Saved entries
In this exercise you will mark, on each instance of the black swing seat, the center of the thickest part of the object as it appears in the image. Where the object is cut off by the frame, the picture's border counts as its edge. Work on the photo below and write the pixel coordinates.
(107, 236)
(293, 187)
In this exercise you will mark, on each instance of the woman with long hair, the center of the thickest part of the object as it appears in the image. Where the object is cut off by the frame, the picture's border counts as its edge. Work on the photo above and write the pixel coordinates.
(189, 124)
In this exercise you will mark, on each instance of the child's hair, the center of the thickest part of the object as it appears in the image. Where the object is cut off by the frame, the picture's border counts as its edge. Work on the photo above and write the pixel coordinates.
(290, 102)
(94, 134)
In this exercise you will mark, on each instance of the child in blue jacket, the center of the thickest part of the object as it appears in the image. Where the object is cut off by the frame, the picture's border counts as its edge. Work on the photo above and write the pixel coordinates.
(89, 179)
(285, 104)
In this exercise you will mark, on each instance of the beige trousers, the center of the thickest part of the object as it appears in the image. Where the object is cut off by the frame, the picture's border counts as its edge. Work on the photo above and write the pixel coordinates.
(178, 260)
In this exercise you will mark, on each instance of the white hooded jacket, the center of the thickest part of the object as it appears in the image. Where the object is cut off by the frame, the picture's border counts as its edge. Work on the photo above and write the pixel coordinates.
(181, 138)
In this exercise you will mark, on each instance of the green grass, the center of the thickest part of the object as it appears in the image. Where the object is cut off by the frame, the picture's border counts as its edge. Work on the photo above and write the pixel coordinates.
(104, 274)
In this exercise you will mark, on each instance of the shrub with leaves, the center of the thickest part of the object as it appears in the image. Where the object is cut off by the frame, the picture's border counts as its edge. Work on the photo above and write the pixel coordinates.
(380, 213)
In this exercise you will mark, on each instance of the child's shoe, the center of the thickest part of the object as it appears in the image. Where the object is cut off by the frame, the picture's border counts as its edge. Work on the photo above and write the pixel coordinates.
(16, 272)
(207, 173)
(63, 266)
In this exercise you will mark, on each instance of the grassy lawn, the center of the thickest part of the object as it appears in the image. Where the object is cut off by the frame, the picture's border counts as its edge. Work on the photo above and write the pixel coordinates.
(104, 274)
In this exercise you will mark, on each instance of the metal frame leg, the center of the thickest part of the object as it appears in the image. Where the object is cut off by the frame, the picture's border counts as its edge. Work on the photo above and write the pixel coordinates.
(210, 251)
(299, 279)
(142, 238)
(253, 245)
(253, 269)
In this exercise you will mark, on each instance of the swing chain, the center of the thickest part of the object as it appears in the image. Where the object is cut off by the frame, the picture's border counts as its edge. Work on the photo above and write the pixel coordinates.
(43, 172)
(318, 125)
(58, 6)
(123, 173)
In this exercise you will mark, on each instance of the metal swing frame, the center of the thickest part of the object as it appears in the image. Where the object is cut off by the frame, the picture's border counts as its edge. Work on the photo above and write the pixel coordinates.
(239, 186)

### Requirement:
Go through the records above and repeat each one exactly.

### Result:
In this exercise you will mark, on each instance of the black swing seat, the center of the thickest part of the object as it appears in the image. Where the object is cut off by the frame, the picture's border counts as its edge. Work on the photo below and write the pixel coordinates.
(107, 236)
(293, 187)
In this exercise you will mark, on each instance of the woman with long hair, the center of the thickest part of the object as it appears in the image. Where the object is cut off by the frame, the picture's border counts as its edge. Work on the photo above and write the pixel coordinates.
(189, 124)
In this exercise you will mark, on each instance of the child's hair, the center of the thickest part of the object as it appears in the image. Where the object is cut off by the frame, the picture's border counts as its edge. Work on the photo above and write the pixel coordinates.
(290, 102)
(94, 134)
In this exercise you will mark, on each instance of the child in blue jacket, the center of the thickest part of the object as it appears in the image. Where the object is cut off by the frame, the picture's border counts as its edge. Work on the photo above and write the pixel coordinates.
(89, 179)
(285, 104)
In this exercise you will mark, on each instance of the beige trousers, the center of the thickest part of the object as it appears in the image. Where the object is cut off by the frame, the picture's border counts as its edge. Work on the photo above and write the pixel coordinates.
(178, 260)
In this exercise you will mark, on each instance of the white hooded jacket, the center of the thickest part of the object as it appears in the image. Where the object is cut off by the frame, the picture's border counts as its edge. Work on the photo above and write the pixel coordinates.
(181, 138)
In this exercise you will mark, on each instance of the green grass, the center of the thickest part of the object as it appears in the image. Where the object is cut off by the frame, the picture's border counts as its edge. Work on the photo above and write the pixel coordinates.
(104, 274)
In this exercise you will mark, on each instance of the shrub with leaves, the center of the thickest part of the object as it appears in the image. Where the object is cut off by the frame, the picture's border counts as its edge. Work on the photo above and write the pixel coordinates.
(380, 213)
In this exercise you will mark, on each instance of the child's shoe, the center of the thickest part of the object as it appears in the image. Where the object is cut off by the frame, the picture's border counts as its edge. Work on the photo above and write the pixel coordinates.
(16, 272)
(207, 173)
(63, 266)
In this exercise you will mark, on each instance of the grassy lawn, the center of the thickest part of the object as it appears in the image. Where the object is cut off by the frame, the picture's border counts as its edge. Work on the photo above and write the pixel coordinates.
(104, 274)
In this exercise you will mark, on each instance of the metal frame leg, the center of the thickest part of the object as it appears in the image. Where the object is cut off by the frame, the picture's border counts as its edge. Work on the photo above and write the pixel coordinates.
(210, 251)
(299, 279)
(142, 238)
(253, 245)
(253, 269)
In this exercise you will mark, on each instance of the swing chain, the center of the thickest part of the object as it appears in the image. Where the object is cut off by the frame, the picture's border counts as its edge. Work on the photo above and write the pixel coordinates.
(43, 172)
(318, 125)
(58, 6)
(123, 173)
In this exercise you will mark, on each instance of the metal swing frame, the center of the thickest part of the object as it appears in the image. Where the object is cut off by the frame, the picture's border counts as its edge. Work on the photo above and write the pixel coordinates.
(239, 186)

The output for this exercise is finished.